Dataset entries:
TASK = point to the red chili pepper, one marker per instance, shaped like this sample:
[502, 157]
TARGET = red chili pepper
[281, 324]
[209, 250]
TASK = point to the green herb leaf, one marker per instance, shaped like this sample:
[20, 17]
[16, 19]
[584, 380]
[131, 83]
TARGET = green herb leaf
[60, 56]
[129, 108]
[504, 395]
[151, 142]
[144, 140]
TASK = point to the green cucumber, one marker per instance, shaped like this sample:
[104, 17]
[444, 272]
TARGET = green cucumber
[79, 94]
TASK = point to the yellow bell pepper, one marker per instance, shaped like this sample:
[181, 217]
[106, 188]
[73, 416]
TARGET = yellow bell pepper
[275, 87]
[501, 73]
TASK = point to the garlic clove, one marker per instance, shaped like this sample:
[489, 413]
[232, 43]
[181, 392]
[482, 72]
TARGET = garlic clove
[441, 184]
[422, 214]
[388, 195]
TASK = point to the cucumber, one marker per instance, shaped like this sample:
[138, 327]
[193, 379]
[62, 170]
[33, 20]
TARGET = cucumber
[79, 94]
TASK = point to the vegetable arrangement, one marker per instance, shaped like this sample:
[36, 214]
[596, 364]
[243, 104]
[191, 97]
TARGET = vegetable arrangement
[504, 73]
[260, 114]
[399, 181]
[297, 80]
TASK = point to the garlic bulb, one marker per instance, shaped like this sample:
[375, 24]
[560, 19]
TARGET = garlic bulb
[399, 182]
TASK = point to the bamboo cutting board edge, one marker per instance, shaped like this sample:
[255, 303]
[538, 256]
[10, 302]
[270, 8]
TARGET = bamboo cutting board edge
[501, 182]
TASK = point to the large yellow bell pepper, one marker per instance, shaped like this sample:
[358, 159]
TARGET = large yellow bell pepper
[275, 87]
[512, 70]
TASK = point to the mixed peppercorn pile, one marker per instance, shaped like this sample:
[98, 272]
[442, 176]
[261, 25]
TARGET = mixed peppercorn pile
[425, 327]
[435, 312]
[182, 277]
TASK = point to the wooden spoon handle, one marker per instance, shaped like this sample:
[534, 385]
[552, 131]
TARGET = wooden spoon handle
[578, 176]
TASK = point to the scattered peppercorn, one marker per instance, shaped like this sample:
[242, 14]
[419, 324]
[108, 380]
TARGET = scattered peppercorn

Set problem:
Format the lines of the dataset entries as a Markdown table with columns named Number and Line, skipping blank lines. Begin at the line that has "TASK = point to the scattered" and stop after the final line of the dataset entries.

Answer:
| Number | Line |
|---|---|
| 1 | TASK = point to the scattered peppercorn, one marker per instance, shaped like this sample: |
| 2 | [242, 14] |
| 3 | [419, 324] |
| 4 | [108, 380] |
| 5 | TARGET = scattered peppercorn |